### WRITTEN EXERCISE 1
In the entries, replace "Exercise" with "Task" in every line from the start of the entries through the line holding "(1162, 269)", inclusive, and change nothing else. Give back only those lines, leaving out the pictures.

Begin EXTRACTED TEXT

Grantor is aware of no latent or patent structural or other
significant defect or deficiency in the Mortgaged Property. Design
and as-built conditions of the Mortgaged Property are such that no
drainage or surface or other water will drain across or rest upon
either the Mortgaged Property or land of others. None of the
Mortgaged Property is within a flood plain. None of the improvements
on the Mortgaged Property create an encroachment over, across or upon
any of the Mortgaged Property boundary lines, rights of way or
easements and no buildings or other improvements on adjoining land
create such an encroachment.
(l) ORGANIZATION. Grantor is a limited partnership duly
organized and validly existing under the laws of the State of Texas.
Grantor has all requisite power and all governmental certificates of
authority, licenses, permits, qualifications and other documentation
to own, lease and operate its properties and to carry on its business
as now conducted and as contemplated to be conducted.

End EXTRACTED TEXT

### WRITTEN EXERCISE 2
Carry on the mortgaged property representations from the point where they stop.

Begin LISTED ENTRIES

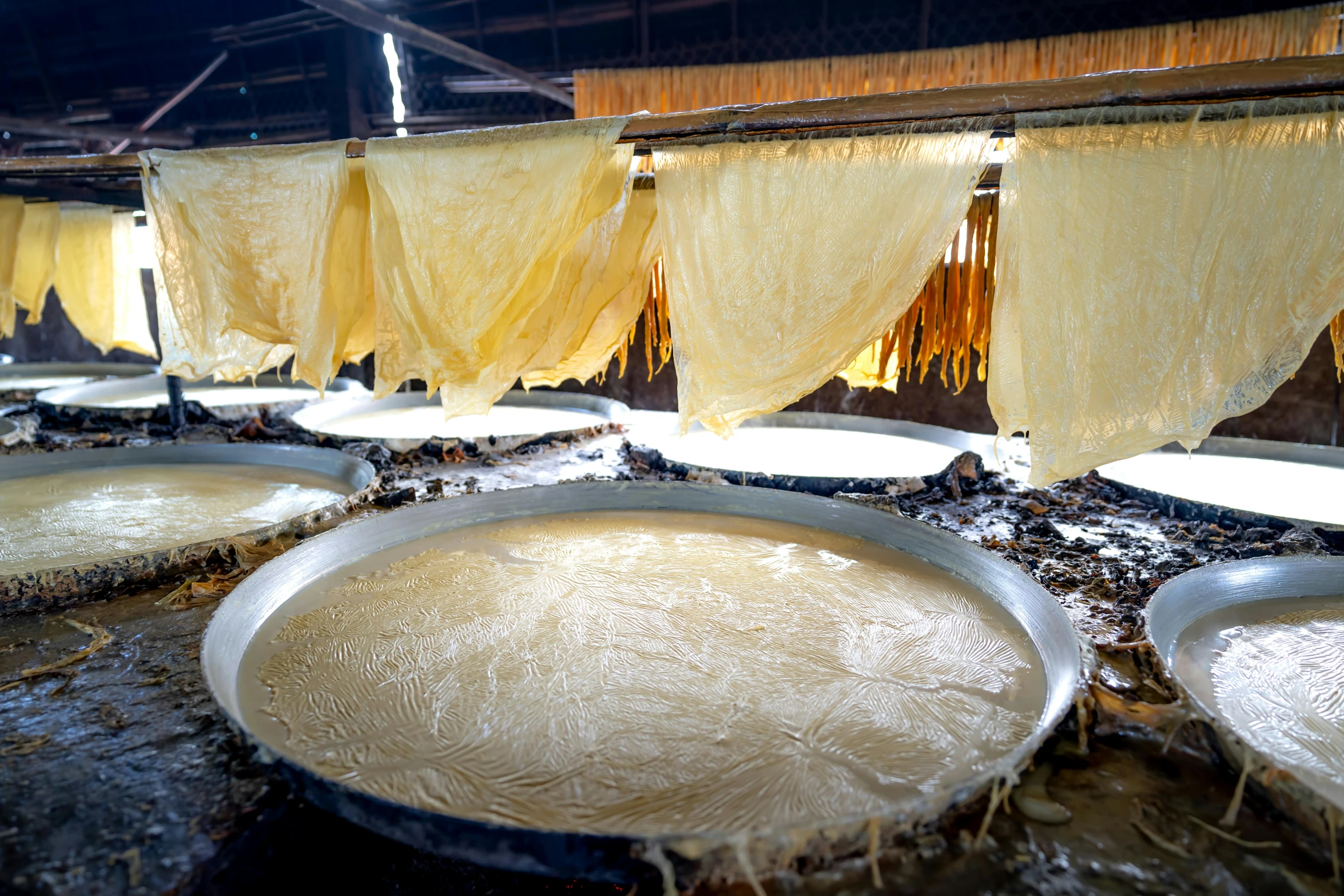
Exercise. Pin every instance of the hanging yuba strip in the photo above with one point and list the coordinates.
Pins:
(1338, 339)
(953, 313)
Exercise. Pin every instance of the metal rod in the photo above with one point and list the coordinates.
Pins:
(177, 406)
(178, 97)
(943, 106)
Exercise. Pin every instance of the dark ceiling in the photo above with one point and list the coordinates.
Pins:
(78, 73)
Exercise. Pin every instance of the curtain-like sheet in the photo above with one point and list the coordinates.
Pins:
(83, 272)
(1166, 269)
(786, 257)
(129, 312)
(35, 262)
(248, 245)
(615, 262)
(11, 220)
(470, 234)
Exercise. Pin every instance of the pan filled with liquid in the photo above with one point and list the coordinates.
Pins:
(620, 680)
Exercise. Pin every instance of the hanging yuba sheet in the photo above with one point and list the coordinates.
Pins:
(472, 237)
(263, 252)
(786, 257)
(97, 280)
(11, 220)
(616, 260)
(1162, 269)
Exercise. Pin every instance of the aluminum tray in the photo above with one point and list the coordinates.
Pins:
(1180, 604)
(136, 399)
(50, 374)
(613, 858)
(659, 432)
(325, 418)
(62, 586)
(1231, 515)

End LISTED ENTRIES

### WRITTEN ANSWER 1
Task. Pin every instance of the hanging yuba strip in the photo above with one point and list the coordinates.
Pins:
(1338, 339)
(953, 313)
Task. Pin every instance of the metal rod in the photo above with one point and list the coordinates.
Pins:
(177, 406)
(178, 97)
(943, 106)
Task. Pin every instance of the dark ceiling in the photo above with one point and list the coordinates.
Pins:
(78, 73)
Task. Pin every instance of the curtain-like sheet in the photo above with one point and list the coordinates.
Pins:
(83, 272)
(1166, 269)
(786, 257)
(129, 312)
(35, 262)
(248, 245)
(615, 262)
(11, 220)
(470, 234)
Task. Pin every instance of the pan filled with liquid in the photo above with one point and list the coordinates.
Pins:
(620, 680)
Task. Pin every instance of the hanging yuba sheet in the photo above with one point and list the coordinates.
Pins:
(472, 237)
(263, 252)
(786, 257)
(97, 280)
(11, 220)
(616, 260)
(1162, 269)

### WRITTEN ANSWER 2
(m) ENFORCEABILITY. The Note, this Mortgage and all
other Loan Documents constitute the legal, valid and binding
obligations of Grantor enforceable in accordance with their terms.
The execution and delivery of, and performance under, the Note, this
Mortgage and all other Loan Documents are within Grantor's powers and
have been duly authorized by all requisite action and are not in
contravention of the powers of Grantor's charter, bylaws or other
corporate papers if Grantor is a corporation, or of Grantor's
partnership or joint venture agreement if Grantor is a partnership or
joint venture, or of Grantor's limited partnership agreement if
Grantor is a limited partnership.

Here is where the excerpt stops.